Required task
Beginning at the top of the data and stopping after the line that contains "column 221, row 281", rewrite those lines with "herringbone" changed to "basketweave" and everything else left as it is.

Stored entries
▼

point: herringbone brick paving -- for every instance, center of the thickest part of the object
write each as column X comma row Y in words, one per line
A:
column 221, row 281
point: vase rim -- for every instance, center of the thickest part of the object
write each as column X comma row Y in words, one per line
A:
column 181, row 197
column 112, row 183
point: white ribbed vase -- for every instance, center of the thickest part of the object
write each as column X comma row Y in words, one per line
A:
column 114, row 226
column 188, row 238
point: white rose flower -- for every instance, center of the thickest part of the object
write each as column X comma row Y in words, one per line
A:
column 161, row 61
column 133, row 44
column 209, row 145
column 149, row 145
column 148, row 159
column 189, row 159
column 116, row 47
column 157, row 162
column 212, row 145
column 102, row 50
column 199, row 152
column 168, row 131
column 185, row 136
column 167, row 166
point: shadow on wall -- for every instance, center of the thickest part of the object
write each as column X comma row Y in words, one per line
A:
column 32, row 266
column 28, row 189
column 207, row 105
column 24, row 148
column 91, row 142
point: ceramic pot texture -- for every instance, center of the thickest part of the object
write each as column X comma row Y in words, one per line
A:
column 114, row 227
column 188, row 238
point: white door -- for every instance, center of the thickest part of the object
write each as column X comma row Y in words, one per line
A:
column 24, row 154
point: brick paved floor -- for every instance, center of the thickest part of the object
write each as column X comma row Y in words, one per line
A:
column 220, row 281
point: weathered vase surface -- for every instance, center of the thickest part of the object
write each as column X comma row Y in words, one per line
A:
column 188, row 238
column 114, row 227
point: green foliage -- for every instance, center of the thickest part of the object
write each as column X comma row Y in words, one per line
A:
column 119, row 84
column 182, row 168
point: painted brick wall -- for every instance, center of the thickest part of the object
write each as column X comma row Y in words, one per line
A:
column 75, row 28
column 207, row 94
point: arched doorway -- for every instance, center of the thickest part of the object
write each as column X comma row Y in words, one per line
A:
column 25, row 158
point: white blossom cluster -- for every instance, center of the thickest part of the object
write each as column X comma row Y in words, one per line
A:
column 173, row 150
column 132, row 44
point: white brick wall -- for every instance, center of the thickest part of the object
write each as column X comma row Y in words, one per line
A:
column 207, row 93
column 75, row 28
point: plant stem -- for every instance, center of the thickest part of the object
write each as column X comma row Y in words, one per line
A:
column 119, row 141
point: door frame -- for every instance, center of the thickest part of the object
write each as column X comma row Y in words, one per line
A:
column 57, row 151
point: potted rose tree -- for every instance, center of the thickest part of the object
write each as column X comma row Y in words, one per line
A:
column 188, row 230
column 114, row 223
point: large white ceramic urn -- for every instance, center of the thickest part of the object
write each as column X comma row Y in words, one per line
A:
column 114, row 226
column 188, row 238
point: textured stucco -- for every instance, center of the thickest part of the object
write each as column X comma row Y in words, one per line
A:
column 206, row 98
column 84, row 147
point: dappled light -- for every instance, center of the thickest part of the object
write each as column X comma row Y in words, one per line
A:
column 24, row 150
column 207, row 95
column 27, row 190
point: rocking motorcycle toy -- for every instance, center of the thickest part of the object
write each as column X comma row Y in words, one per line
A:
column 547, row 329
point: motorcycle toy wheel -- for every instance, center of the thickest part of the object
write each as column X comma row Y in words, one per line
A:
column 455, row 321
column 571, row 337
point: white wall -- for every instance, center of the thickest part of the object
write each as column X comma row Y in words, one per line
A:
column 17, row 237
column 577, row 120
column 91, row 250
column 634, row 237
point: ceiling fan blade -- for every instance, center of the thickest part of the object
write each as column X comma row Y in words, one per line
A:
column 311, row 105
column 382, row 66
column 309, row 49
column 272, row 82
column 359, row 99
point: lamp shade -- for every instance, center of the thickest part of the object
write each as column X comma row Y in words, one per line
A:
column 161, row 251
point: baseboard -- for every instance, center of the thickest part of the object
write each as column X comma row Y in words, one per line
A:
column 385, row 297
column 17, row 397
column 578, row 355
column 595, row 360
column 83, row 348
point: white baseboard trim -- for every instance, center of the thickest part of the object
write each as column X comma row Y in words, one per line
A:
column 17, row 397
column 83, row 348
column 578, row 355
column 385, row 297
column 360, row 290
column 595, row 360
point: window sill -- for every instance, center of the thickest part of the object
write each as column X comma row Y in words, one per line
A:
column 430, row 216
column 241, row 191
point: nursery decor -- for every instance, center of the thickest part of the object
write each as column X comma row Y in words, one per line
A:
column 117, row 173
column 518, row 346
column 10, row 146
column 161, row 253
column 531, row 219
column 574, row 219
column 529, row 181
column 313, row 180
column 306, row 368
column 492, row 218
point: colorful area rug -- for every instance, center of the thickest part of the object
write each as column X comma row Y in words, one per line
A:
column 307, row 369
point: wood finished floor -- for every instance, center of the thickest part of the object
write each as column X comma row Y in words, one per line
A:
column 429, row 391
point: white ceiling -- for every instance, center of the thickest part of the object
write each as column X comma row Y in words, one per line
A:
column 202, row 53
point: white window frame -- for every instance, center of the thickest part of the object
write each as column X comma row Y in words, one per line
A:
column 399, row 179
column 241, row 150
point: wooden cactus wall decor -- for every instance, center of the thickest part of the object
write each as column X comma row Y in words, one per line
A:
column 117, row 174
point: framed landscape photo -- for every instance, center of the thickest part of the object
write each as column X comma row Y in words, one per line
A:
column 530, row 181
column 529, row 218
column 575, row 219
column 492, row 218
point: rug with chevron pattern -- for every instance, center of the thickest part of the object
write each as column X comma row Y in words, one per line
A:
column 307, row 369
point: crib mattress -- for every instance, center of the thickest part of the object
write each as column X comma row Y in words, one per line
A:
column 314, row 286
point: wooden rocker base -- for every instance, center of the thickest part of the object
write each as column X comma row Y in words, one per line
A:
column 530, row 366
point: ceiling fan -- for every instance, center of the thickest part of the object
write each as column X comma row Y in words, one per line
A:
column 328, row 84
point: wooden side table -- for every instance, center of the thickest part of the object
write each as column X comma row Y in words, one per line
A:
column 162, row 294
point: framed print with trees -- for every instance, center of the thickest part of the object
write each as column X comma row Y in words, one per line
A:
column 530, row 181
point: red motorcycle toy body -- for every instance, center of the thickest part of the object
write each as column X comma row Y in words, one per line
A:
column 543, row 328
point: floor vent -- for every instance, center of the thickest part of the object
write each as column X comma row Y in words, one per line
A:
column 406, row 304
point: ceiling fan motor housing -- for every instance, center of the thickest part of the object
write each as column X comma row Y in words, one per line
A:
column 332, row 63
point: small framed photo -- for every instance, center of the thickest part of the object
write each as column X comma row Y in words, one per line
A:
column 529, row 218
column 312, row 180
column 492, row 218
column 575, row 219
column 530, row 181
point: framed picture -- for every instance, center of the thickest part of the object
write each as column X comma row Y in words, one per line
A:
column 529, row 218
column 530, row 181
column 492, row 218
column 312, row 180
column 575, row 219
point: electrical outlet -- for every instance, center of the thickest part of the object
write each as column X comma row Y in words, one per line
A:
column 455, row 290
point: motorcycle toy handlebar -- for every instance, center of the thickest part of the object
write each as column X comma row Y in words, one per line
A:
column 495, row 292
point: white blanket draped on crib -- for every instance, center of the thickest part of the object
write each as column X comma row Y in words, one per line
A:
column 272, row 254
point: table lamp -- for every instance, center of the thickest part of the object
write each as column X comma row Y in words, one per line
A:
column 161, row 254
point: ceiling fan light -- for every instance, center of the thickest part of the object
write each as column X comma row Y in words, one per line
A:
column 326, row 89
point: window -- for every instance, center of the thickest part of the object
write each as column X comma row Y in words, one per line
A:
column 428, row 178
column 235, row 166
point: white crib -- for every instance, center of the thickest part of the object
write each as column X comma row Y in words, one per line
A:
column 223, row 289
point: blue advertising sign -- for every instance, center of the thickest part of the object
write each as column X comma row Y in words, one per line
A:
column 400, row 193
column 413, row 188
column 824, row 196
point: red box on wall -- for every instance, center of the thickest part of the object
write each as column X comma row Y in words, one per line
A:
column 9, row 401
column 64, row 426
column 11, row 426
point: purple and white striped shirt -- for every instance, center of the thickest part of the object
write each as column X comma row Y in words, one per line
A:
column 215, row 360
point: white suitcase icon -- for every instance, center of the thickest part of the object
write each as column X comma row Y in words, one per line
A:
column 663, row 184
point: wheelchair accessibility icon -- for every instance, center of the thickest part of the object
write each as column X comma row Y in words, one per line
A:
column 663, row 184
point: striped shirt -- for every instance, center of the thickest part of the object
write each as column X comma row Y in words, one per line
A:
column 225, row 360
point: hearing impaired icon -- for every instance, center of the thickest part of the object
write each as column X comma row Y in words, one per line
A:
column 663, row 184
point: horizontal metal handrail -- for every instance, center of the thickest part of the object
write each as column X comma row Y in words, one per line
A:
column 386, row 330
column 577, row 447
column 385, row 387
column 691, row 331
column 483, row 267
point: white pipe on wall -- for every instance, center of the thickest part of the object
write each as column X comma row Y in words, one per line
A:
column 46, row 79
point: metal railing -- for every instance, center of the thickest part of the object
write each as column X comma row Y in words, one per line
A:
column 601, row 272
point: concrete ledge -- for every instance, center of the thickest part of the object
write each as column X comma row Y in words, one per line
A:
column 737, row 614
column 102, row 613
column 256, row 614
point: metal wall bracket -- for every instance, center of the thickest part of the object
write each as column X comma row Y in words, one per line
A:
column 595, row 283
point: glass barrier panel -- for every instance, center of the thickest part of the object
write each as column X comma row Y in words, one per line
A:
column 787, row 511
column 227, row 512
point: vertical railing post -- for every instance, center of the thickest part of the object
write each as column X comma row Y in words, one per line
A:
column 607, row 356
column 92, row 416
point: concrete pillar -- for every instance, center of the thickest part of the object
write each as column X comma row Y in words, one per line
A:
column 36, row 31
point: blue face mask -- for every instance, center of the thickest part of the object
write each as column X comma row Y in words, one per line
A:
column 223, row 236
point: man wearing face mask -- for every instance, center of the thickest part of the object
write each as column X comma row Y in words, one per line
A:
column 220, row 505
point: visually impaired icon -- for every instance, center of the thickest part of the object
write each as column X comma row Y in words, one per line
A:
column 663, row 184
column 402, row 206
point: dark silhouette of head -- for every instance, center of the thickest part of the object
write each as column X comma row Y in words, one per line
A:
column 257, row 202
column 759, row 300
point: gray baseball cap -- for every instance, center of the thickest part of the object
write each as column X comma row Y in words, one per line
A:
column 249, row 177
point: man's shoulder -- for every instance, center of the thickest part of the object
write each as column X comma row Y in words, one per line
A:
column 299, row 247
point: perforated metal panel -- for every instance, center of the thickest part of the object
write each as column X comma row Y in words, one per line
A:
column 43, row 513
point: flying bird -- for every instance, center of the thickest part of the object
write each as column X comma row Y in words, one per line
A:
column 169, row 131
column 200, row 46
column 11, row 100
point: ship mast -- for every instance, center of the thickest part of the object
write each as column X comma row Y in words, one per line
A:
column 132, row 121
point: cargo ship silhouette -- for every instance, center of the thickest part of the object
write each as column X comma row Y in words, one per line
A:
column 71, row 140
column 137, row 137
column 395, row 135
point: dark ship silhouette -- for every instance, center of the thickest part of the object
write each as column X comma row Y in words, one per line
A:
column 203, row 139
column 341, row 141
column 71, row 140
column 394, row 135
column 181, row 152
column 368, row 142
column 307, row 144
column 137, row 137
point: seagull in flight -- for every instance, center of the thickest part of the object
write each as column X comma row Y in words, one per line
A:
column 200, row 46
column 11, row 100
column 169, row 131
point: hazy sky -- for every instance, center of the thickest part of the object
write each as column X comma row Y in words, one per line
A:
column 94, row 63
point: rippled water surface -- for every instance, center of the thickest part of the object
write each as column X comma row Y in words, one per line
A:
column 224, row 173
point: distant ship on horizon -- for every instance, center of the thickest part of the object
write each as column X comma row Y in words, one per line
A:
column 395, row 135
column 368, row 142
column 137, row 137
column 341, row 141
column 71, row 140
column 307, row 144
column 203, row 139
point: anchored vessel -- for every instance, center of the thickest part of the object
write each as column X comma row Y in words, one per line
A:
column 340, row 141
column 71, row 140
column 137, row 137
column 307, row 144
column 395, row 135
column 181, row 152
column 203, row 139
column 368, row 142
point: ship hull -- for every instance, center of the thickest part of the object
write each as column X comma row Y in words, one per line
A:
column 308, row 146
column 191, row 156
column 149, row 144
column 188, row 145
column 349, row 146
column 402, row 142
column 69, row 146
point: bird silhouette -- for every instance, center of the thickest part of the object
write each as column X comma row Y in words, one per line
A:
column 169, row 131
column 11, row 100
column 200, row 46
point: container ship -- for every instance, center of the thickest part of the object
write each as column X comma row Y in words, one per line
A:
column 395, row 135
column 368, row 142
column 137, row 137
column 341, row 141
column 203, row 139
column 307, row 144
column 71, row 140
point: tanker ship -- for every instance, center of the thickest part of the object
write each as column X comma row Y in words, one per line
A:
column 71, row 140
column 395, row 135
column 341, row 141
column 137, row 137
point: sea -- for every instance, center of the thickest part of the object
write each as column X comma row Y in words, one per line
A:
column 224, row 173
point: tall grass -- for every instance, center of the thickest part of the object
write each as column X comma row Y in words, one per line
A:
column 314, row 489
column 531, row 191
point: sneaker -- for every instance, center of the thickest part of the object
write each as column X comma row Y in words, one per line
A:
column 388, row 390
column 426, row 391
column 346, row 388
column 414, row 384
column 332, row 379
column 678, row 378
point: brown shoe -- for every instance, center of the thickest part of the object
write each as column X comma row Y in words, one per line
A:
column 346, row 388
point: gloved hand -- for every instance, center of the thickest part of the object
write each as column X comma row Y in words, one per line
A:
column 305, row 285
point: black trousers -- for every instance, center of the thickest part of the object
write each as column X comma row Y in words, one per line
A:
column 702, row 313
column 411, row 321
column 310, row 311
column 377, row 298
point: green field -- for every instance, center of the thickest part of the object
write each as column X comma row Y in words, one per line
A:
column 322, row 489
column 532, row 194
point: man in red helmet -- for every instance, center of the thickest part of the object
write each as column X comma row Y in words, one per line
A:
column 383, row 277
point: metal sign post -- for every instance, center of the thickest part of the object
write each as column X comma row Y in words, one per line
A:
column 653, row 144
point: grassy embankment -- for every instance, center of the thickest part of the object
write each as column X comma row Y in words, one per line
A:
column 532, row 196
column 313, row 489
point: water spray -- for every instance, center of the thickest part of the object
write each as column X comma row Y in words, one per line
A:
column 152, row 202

▲

Expected output
point: basketweave brick paving -- for every instance, center of the thickest part of the object
write each as column X comma row Y in words, one per line
A:
column 221, row 281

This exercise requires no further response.